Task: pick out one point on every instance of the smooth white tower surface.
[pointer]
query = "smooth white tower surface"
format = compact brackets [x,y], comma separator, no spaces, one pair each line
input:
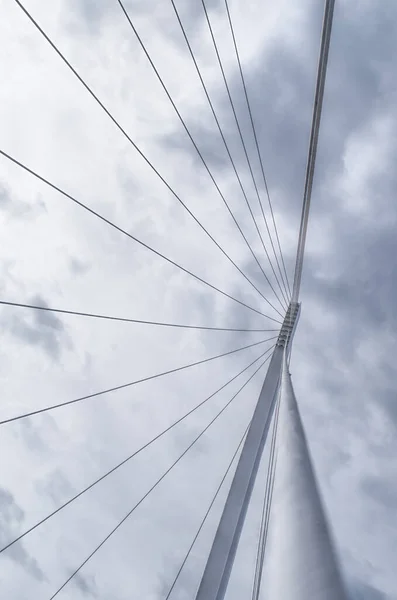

-.-.-

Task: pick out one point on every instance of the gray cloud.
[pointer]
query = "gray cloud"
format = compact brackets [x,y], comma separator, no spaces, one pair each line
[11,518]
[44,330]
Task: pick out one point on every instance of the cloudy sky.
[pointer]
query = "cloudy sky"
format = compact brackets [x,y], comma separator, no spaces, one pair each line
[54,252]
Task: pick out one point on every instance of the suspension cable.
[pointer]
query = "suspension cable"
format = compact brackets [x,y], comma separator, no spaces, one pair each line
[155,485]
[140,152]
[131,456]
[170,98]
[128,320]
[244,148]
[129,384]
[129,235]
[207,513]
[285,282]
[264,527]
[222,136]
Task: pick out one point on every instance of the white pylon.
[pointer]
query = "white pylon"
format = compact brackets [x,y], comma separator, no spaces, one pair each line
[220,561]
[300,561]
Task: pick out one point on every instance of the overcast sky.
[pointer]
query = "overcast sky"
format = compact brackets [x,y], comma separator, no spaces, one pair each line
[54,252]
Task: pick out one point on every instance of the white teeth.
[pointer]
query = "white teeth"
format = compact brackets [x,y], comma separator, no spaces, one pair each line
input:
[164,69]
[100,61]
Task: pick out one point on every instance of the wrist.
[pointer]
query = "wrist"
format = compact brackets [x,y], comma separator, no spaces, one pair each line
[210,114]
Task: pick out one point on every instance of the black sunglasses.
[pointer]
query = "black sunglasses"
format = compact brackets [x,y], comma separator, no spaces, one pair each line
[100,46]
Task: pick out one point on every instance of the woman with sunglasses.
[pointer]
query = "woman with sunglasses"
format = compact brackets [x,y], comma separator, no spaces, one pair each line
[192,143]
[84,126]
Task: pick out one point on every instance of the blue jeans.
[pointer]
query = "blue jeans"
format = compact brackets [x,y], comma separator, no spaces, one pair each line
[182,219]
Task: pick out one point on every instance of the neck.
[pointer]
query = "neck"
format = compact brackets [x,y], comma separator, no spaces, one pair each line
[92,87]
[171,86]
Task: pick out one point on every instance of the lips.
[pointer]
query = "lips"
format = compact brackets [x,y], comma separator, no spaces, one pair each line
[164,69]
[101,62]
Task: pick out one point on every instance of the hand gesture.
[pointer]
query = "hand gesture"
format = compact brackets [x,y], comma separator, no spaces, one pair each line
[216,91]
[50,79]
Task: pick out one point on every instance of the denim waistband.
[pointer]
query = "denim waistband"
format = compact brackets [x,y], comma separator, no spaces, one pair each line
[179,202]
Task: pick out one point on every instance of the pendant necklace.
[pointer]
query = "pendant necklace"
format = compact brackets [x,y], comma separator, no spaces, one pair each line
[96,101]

-.-.-

BRIEF – Please list every line in the data above that contains the string "denim".

SOLUTION FOR THIS TASK –
Task: pick out one point on every instance of the denim waistband.
query = "denim waistband"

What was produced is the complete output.